> **Your task**: Rewrite everything from the start of the material down to the line containing "negative clicks: (393, 175) (187, 63)", swapping "positive clicks" for "include clicks" and leaving the rest unchanged.

[Dataset entries Boundary: Start]

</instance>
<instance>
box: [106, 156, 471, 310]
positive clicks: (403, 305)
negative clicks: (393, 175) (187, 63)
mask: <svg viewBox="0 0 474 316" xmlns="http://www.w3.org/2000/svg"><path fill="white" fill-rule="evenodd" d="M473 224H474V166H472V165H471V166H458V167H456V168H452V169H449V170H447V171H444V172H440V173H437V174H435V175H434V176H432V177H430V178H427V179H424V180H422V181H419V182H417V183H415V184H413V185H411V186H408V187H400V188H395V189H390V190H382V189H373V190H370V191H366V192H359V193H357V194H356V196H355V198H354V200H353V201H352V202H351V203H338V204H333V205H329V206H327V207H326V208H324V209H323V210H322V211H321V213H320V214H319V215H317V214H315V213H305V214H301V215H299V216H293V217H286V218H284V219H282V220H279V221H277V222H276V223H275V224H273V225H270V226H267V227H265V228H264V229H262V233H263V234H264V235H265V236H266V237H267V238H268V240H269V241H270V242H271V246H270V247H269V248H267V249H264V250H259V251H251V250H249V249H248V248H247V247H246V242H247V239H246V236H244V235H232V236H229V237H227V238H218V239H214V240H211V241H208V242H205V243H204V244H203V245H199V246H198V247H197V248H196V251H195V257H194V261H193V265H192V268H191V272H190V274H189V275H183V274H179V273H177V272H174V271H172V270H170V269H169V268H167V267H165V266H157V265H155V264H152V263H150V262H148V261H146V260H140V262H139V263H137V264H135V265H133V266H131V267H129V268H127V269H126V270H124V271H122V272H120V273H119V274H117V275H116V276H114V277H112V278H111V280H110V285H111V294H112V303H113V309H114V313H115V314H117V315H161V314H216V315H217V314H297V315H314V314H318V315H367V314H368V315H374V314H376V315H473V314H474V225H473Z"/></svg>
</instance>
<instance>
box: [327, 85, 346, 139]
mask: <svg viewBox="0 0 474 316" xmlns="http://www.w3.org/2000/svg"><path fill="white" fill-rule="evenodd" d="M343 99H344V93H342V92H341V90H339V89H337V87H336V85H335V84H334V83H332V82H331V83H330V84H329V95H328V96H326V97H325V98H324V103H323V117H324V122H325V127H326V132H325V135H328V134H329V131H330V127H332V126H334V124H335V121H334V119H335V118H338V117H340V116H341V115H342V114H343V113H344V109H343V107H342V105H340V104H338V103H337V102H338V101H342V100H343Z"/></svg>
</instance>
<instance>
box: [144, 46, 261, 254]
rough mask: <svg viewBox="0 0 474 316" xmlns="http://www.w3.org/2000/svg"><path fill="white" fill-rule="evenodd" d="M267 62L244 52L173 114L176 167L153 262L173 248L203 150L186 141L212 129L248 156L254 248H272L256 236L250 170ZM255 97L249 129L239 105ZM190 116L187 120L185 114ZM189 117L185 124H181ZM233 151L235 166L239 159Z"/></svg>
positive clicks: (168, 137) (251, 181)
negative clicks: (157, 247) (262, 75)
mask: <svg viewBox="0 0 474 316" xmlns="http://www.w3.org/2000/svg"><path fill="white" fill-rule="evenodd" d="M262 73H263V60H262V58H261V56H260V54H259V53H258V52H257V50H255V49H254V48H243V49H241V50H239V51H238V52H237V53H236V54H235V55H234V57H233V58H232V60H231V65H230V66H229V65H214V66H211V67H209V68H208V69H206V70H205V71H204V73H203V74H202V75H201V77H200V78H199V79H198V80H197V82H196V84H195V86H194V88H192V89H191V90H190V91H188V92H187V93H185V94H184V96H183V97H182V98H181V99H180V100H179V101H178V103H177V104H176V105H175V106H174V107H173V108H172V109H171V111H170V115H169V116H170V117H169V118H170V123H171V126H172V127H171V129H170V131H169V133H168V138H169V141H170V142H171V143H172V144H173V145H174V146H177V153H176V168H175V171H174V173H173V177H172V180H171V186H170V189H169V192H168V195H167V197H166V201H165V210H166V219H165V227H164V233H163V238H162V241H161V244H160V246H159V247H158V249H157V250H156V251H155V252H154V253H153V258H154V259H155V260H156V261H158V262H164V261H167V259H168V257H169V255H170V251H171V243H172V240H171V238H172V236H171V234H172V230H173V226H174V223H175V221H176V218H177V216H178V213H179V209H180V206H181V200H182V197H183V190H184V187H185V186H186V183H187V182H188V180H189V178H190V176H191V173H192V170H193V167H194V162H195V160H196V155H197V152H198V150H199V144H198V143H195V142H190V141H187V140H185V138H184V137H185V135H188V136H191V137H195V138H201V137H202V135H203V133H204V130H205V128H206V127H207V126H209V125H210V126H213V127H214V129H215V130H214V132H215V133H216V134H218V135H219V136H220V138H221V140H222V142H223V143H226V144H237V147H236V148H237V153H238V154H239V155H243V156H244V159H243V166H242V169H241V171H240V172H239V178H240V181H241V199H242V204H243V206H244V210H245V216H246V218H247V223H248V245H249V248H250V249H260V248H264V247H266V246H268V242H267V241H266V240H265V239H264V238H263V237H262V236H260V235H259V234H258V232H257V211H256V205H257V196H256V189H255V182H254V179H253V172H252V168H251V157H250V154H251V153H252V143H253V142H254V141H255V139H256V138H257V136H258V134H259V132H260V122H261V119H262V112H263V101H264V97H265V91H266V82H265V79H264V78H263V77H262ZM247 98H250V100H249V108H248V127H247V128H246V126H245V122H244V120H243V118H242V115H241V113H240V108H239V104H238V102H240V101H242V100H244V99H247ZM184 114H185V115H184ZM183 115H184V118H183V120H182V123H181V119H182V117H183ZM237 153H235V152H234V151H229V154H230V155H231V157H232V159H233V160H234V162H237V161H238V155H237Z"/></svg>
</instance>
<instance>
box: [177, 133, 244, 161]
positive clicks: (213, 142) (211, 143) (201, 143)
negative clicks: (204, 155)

[Dataset entries Boundary: End]

> **Answer box**:
</instance>
<instance>
box: [106, 156, 471, 310]
include clicks: (403, 305)
negative clicks: (393, 175) (187, 63)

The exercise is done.